→ RECORD EXCERPTS:
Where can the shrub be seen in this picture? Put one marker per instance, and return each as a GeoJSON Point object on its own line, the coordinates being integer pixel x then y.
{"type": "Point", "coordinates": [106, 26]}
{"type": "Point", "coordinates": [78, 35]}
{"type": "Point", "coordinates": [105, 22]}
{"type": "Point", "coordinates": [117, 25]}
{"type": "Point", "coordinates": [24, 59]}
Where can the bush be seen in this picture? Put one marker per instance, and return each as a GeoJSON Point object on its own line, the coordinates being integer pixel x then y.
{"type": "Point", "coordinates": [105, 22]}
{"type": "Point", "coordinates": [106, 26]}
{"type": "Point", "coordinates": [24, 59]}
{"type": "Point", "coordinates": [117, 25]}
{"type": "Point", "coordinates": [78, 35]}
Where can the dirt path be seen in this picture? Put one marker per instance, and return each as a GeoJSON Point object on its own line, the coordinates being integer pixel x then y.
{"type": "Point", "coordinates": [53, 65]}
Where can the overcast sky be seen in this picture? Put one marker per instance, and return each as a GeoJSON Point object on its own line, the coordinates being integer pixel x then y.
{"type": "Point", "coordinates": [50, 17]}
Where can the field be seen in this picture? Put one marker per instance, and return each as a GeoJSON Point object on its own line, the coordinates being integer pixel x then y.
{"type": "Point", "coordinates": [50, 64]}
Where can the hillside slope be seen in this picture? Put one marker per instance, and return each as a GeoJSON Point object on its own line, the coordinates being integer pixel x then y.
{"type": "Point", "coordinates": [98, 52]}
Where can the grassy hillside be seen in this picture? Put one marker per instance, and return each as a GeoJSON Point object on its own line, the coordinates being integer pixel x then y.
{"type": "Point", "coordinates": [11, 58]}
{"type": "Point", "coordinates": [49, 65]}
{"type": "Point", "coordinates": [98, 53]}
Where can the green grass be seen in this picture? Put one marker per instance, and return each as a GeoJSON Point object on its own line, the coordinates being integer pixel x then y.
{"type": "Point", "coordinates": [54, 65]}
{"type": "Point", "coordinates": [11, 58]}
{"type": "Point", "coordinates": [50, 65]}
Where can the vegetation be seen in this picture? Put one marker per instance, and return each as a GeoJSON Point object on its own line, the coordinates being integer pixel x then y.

→ AIM OF THE EXERCISE:
Your reply should contain each entry, copied without alteration.

→ WORKED SOLUTION:
Where can the shrub be seen in this picture? Put one marker per instance, and return each as a GeoJSON Point object on its own line, the coordinates being integer pixel x then y.
{"type": "Point", "coordinates": [106, 26]}
{"type": "Point", "coordinates": [78, 35]}
{"type": "Point", "coordinates": [105, 22]}
{"type": "Point", "coordinates": [117, 25]}
{"type": "Point", "coordinates": [24, 59]}
Where can the bush be seen in this picture? Put one marker per instance, and return each as a GeoJSON Point object on its own line, the coordinates being integer pixel x then y.
{"type": "Point", "coordinates": [105, 22]}
{"type": "Point", "coordinates": [106, 26]}
{"type": "Point", "coordinates": [24, 59]}
{"type": "Point", "coordinates": [117, 25]}
{"type": "Point", "coordinates": [78, 35]}
Where can the dirt path be seen in this picture? Put one marker per instance, and return each as a GeoJSON Point object on its own line, the coordinates being integer pixel x then y.
{"type": "Point", "coordinates": [53, 65]}
Where can the overcast sky be seen in this picture? Put one marker per instance, and return each as a GeoJSON Point object on its own line, the coordinates being integer pixel x then y.
{"type": "Point", "coordinates": [50, 17]}
Where can the field be seen in this picture? Put one marker per instance, and return each as a GeoJSON Point object on its own line, the coordinates being integer pixel x then y.
{"type": "Point", "coordinates": [50, 64]}
Where can the hillside slope be seen in this picture? Put one marker per instance, and return each as a GeoJSON Point object on its own line, the coordinates being integer pixel x then y.
{"type": "Point", "coordinates": [98, 52]}
Where can the grassy hillside be seen in this picture? Put one marker per instance, and return each as a GeoJSON Point object on its own line, the coordinates being integer pixel x then y.
{"type": "Point", "coordinates": [11, 58]}
{"type": "Point", "coordinates": [49, 65]}
{"type": "Point", "coordinates": [98, 53]}
Where can the green grass be seen in this picture? Put one marker per instance, and return each as a GeoJSON Point object on its own line, the coordinates being integer pixel x then y.
{"type": "Point", "coordinates": [54, 65]}
{"type": "Point", "coordinates": [11, 58]}
{"type": "Point", "coordinates": [50, 65]}
Where can the vegetation be seen in this picture? Put one marker per instance, and return each as a GeoJSON Point object on its own line, the coordinates being integer pixel x then y.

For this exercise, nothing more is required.